Problem requirements: After locating the line that contains "Where can the floodwater", restate it and each later line word for word through the end of the records.

*** Opening Records for the exercise ***

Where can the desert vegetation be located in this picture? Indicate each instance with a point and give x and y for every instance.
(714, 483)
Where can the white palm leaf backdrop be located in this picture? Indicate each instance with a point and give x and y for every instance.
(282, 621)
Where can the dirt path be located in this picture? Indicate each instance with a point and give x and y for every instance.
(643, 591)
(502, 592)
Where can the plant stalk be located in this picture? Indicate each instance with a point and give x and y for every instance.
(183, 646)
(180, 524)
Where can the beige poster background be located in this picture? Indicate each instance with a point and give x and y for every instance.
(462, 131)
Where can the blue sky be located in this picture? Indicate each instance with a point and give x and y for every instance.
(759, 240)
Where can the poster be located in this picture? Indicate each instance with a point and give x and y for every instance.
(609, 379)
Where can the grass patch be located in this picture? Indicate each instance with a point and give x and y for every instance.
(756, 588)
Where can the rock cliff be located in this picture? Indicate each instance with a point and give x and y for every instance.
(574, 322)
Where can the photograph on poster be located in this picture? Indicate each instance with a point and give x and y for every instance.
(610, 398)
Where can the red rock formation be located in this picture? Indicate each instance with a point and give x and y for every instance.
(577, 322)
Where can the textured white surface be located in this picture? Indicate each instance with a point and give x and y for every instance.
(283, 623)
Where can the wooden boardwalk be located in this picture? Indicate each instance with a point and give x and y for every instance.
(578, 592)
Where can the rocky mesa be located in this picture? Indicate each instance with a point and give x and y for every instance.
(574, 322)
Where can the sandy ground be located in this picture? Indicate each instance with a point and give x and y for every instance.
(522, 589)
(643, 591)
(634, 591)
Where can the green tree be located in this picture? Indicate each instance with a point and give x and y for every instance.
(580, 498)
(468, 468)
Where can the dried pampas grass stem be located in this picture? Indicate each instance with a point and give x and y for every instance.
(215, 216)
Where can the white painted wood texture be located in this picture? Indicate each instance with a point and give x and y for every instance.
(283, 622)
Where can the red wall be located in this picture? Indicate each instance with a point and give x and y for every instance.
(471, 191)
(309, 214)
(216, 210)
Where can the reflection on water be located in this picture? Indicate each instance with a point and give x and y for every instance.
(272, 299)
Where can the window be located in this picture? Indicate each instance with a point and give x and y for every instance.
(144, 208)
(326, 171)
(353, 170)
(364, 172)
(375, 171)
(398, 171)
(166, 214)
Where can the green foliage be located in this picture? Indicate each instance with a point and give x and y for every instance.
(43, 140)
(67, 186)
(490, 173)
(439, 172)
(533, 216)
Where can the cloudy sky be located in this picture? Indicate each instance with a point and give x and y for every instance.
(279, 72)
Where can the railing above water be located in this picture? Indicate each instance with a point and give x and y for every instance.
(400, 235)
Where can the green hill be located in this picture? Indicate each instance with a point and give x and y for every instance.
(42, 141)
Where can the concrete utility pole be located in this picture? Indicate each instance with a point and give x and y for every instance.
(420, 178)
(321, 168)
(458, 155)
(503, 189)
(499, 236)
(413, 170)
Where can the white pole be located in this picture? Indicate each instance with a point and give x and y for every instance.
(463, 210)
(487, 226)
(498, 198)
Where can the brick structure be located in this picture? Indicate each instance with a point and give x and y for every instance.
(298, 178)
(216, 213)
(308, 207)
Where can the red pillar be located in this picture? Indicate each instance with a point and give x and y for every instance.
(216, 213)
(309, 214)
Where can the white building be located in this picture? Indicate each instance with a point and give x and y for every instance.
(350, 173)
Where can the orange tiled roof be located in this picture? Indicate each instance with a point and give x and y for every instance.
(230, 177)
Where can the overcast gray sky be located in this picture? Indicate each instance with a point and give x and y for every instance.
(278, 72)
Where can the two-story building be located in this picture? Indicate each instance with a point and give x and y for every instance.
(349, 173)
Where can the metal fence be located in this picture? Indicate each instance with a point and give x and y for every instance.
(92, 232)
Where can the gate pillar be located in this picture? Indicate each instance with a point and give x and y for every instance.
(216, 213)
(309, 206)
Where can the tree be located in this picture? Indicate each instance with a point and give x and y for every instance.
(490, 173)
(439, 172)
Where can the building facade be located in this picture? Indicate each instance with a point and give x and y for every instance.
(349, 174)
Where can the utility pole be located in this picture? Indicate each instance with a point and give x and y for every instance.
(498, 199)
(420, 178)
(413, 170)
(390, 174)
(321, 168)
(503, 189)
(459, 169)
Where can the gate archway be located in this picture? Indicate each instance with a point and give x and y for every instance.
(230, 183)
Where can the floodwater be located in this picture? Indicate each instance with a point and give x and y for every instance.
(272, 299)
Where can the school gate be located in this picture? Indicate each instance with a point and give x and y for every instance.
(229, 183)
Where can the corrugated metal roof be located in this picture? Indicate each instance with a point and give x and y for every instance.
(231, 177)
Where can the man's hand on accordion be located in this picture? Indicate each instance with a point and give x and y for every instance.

*** Closing Records for the exercise ***

Reply:
Where can the floodwater be located in this picture? Indicate each instance with a point and give x and y for every instance.
(272, 299)
Where can the school gate be located in this picture? Indicate each instance with a point and give x and y for every instance.
(229, 183)
Where can the corrugated metal roof be located in this picture? Indicate each instance with a point and give x and y for every instance.
(231, 177)
Where can the man's hand on accordion be located in this picture? Indicate each instance with a point and give x and y for every instance.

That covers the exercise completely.